*EXTRAIT FOURNI*:
━━━━━━━━━━━━━━━━━━━━

Il est fascinant de savoir qu’au Japon, il est possible de disparaître sans laisser d’adresse, un phénomène qui concerne plus de cent mille personnes par an. le jōhatsu ou disparition volontaire, permet d’échapper à une dette, à des violences dans le cercle privé ou public, ou à une honte (le déshonneur est en effet une disgrâce terrible dans une société où il ne faut jamais perdre la face). Ainsi, il y a dans « Le Crépuscule de la Veuve blanche » la description précise de cette économie parallèle avec ses codes : la yonigeya, personne qui organise la fuite, les faux papiers, les itinéraires, etc. Il s’agit ici de montrer les coulisses des « évaporés », de se mettre dans leurs têtes, au coeur de leurs émotions et de leurs fuites. Souvent, disparaître est synonyme de survie.
Cyril Carrère met ainsi en lumière les invisibles et les fractures sociales dans un pays qu’il connaît fort bien puisqu’il y vit. Derrière une image très policée, il nous ouvre les portes d’un Japon « de l’intérieur ». le paraître vacille, la vitrine de perfection se fissure… et quoi de mieux que le polar pour raconter les angles morts ?
En marge des grandes villes grouillantes survivent des travailleurs précaires et des structures d’accueil de fortune. La clandestinité de ces disparitions volontaires se paie au prix fort, et à travers « Le Crépuscule de la Veuve blanche », une enquête qui commence par une vidéo « true crime », il dépeint une réalité de la société japonaise et démontre combien le droit local protège la vie privée. Cela veut dire qu’on ne cherchera pas celui qui a décidé de s’évanouir. Où sont les limites de ces zones grises entre loi et protection ? Que penser de ces yonigeya qui aident à la disparition ?

━━━━━━━━━━━━━━━━━━━━

*DONNÉES FOURNIES*:
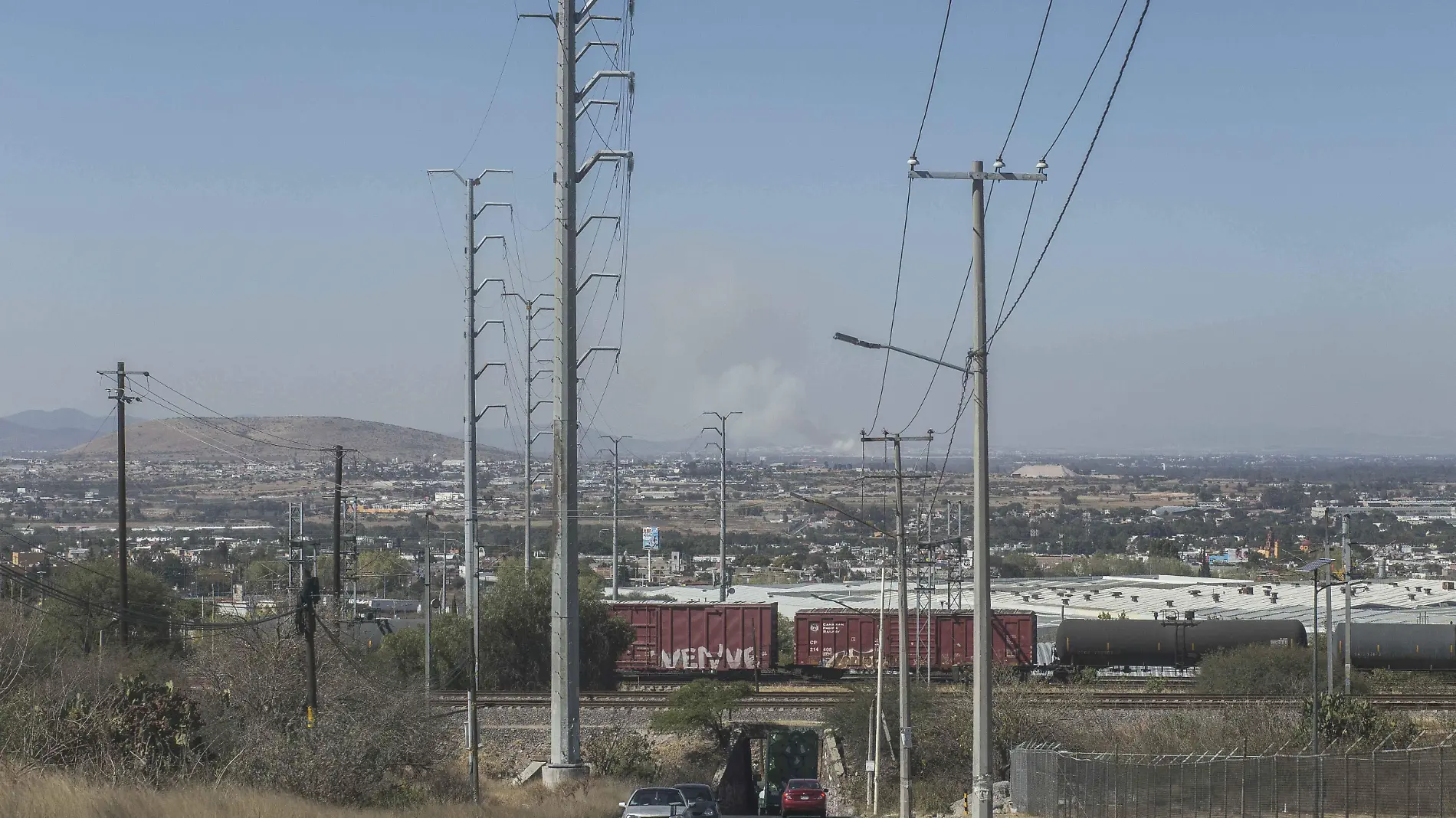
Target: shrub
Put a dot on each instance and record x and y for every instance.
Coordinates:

━━━━━━━━━━━━━━━━━━━━

*CONSIGNE*:
Dites si chacune des affirmations suivantes concorde avec l'extrait sur le jōhatsu. Répondez par oui ou non et citez mot pour mot les mots du texte qui permettent de trancher.
(a) Au Japon, la disparition volontaire touche plus de cent mille personnes chaque année.
(b) Cyril Carrère vit en dehors du Japon.
(c) Le droit japonais impose de rechercher une personne qui a choisi de disparaître.
Les lignes proviennent d'une autre source.

*CORRIGÉ*:
(a) Oui : « un phénomène qui concerne plus de cent mille personnes par an ».
(b) Non : « dans un pays qu’il connaît fort bien puisqu’il y vit ».
(c) Non : « on ne cherchera pas celui qui a décidé de s’évanouir ».